[Dataset records]
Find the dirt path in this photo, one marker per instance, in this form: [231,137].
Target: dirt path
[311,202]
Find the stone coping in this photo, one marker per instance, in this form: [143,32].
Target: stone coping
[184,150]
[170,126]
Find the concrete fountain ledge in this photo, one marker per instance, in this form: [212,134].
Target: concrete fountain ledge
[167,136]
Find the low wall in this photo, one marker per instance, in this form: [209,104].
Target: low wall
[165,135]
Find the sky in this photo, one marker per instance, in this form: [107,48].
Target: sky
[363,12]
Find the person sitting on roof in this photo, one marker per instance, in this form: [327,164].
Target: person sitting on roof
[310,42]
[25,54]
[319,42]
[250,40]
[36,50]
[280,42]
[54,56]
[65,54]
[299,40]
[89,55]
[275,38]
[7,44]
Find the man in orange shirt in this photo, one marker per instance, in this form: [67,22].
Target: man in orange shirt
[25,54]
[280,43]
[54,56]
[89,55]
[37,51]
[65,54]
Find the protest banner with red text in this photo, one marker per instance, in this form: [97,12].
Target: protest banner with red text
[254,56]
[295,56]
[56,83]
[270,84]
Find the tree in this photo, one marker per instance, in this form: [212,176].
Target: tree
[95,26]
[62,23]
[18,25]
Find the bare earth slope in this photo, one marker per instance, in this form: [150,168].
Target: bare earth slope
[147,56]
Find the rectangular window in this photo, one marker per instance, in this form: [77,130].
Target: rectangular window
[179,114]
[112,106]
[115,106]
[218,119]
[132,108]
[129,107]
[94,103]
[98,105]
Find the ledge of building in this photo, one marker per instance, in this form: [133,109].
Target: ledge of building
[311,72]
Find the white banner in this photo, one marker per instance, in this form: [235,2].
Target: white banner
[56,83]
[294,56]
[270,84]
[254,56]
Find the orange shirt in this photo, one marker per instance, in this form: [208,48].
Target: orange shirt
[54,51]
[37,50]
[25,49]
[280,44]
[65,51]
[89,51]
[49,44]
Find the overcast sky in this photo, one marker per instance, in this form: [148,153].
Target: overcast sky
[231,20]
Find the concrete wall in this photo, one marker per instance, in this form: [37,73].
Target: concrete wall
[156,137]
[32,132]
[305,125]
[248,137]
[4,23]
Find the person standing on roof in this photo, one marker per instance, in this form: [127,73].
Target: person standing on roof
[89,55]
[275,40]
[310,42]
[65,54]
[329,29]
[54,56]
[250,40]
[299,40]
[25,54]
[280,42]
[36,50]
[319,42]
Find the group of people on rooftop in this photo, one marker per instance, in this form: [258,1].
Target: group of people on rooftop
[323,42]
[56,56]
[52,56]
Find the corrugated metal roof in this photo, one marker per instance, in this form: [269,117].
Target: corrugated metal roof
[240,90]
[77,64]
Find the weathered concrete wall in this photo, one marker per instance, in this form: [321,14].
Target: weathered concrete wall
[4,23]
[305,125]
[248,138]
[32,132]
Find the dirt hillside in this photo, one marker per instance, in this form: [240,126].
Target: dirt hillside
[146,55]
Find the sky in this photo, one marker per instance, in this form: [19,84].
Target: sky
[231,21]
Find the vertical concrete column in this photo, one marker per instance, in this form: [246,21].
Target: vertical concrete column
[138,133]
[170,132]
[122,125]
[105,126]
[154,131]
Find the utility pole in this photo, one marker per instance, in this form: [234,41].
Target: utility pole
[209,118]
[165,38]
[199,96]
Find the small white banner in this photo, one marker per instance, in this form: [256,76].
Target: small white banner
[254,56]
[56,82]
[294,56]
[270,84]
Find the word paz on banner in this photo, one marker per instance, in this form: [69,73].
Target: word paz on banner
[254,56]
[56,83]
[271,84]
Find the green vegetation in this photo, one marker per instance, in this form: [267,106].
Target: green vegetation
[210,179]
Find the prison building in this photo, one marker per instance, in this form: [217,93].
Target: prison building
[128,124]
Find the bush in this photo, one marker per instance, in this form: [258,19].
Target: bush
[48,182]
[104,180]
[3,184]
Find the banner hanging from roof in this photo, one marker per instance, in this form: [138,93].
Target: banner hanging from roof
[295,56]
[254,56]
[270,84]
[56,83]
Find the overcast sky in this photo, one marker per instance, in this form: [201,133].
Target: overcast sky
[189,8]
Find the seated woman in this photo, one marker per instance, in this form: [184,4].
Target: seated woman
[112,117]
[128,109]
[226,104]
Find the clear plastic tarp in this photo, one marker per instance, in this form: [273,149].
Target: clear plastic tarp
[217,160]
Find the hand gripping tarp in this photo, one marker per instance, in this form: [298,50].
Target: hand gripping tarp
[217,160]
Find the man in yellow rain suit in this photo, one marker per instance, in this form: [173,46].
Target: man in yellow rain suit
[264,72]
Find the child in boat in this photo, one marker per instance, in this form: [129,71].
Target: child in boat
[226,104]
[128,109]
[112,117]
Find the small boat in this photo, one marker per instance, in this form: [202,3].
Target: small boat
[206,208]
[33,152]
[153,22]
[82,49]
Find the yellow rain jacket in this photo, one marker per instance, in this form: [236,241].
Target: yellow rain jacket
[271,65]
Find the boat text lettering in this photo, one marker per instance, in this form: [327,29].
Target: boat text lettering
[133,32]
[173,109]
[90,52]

[Goal] Copy all of the data above line for line, keeping every character unchanged.

[The completed task]
Find the dirt path in this photo, one marker per instance, in this form: [231,137].
Target: dirt path
[311,202]
Find the stone coping in this photo, one marker per instance, in this form: [143,32].
Target: stone coping
[184,150]
[170,126]
Find the concrete fountain ledge in this photo, one marker per instance, in this form: [212,134].
Target: concrete fountain ledge
[167,136]
Find the low wall in this photo, one marker per instance, in this form: [209,104].
Target: low wall
[165,135]
Find the sky in this photo, one marker per instance, in this form: [107,48].
Target: sky
[363,12]
Find the person sitting on roof in this photo, one marker per instance, in this form: [327,164].
Target: person sitting on roof
[310,42]
[25,54]
[319,42]
[250,40]
[36,50]
[280,42]
[54,56]
[65,54]
[299,40]
[89,55]
[275,38]
[7,44]
Find the man in orange shirt in this photo, one marker per instance, in this form: [67,22].
Target: man in orange shirt
[25,54]
[280,43]
[54,56]
[89,55]
[37,51]
[65,54]
Find the protest banner with red text in this photo, one marker per instance, in this form: [97,12].
Target: protest banner with red text
[254,56]
[295,56]
[56,83]
[270,84]
Find the tree in this photo, one marker per instance, in this form: [212,176].
Target: tree
[95,26]
[62,23]
[18,25]
Find the bare earth slope in this photo, one marker per instance, in this form: [150,168].
Target: bare earth slope
[147,56]
Find the rectangular window in this photo, one marker per instance, in this form: [77,130].
Target: rectangular window
[179,114]
[112,106]
[115,106]
[218,119]
[132,108]
[129,107]
[94,103]
[98,105]
Find the ledge of building in this photo, one marker per instance, in this form: [133,109].
Target: ledge of building
[311,72]
Find the white banner in this photo, one marker per instance, in this form: [235,2].
Target: white banner
[56,83]
[294,56]
[270,84]
[254,56]
Find the orange shirt in this photo, one marker per instance, in this form: [208,48].
Target: orange shirt
[54,51]
[37,50]
[25,49]
[280,44]
[65,51]
[89,51]
[49,44]
Find the overcast sky in this photo, one marker per instance, in this form: [148,153].
Target: overcast sky
[231,20]
Find the concrete wall in this photo, one marker per instance, in this form: [37,73].
Target: concrete wall
[156,137]
[32,132]
[305,125]
[248,137]
[4,23]
Find the person standing on roof in this photo, one marker per instance, in this form: [127,73].
Target: person standing on roof
[89,55]
[275,40]
[310,42]
[65,54]
[329,29]
[54,56]
[250,40]
[299,40]
[25,54]
[280,42]
[36,50]
[319,42]
Find the group of people on rooftop in this photo, one marker per instance, in this form: [258,1].
Target: group of people on rooftop
[323,42]
[56,56]
[52,56]
Find the corrugated metal roof in this photo, one marker per instance, in this form: [269,117].
Target: corrugated metal roof
[240,90]
[77,64]
Find the weathered concrete wall in this photo, one marker per instance, in this form: [321,14].
Target: weathered concrete wall
[4,23]
[305,125]
[248,138]
[32,132]
Find the dirt hillside in this photo, one marker per instance, in this form: [240,126].
Target: dirt hillside
[146,55]
Find the sky in this photo, one marker per instance, in this form: [19,84].
Target: sky
[231,21]
Find the vertical concrete column in this photo, one marker per instance, in this form: [246,21].
Target: vertical concrete column
[138,133]
[170,132]
[122,125]
[105,126]
[154,131]
Find the utility pole in this photo, one marker per instance, in this form: [234,41].
Target: utility pole
[209,118]
[165,38]
[199,96]
Find the small white banner in this photo, one marker per instance, in this form: [256,76].
Target: small white banner
[254,56]
[56,82]
[294,56]
[270,84]
Find the word paz on banner in this photo, one marker per instance, in this form: [69,73].
Target: word paz on banner
[254,56]
[56,83]
[271,84]
Find the green vegetation in this photo, one marker per instance, in this form: [267,106].
Target: green vegetation
[210,179]
Find the prison building in this photo, one marker per instance, in this form: [217,93].
Target: prison building
[128,124]
Find the bush in this photo, one marker per instance, in this form: [258,19].
Target: bush
[48,182]
[104,180]
[3,184]
Find the banner hanging from roof in this photo, one marker per instance, in this form: [138,93].
Target: banner hanging from roof
[295,56]
[254,56]
[270,84]
[56,83]
Find the overcast sky in this photo, one marker per instance, in this form: [201,133].
Target: overcast sky
[189,8]
Find the seated woman in this photo, one marker per instance, in this form: [184,4].
Target: seated woman
[112,117]
[128,109]
[226,104]
Find the clear plastic tarp in this photo, one marker per instance, in this form: [273,149].
Target: clear plastic tarp
[217,160]
Find the hand gripping tarp in this photo, one marker per instance, in this form: [298,50].
Target: hand gripping tarp
[217,160]
Find the man in yellow rain suit in this photo, one marker per instance, in this form: [173,46].
Target: man in yellow rain suit
[264,72]
Find the child in boat in this photo, one marker per instance, in this form: [129,71].
Target: child in boat
[226,104]
[128,109]
[112,117]
Find the small boat in this photo, one marker per instance, in this form: [202,3].
Target: small boat
[206,208]
[33,152]
[153,22]
[82,49]
Find the yellow rain jacket in this photo, one marker per instance, in this form: [236,241].
Target: yellow rain jacket
[271,65]
Find the boat text lettering in this photo, one marker per instance, in this form: [327,29].
Target: boat text lettering
[133,32]
[173,109]
[90,52]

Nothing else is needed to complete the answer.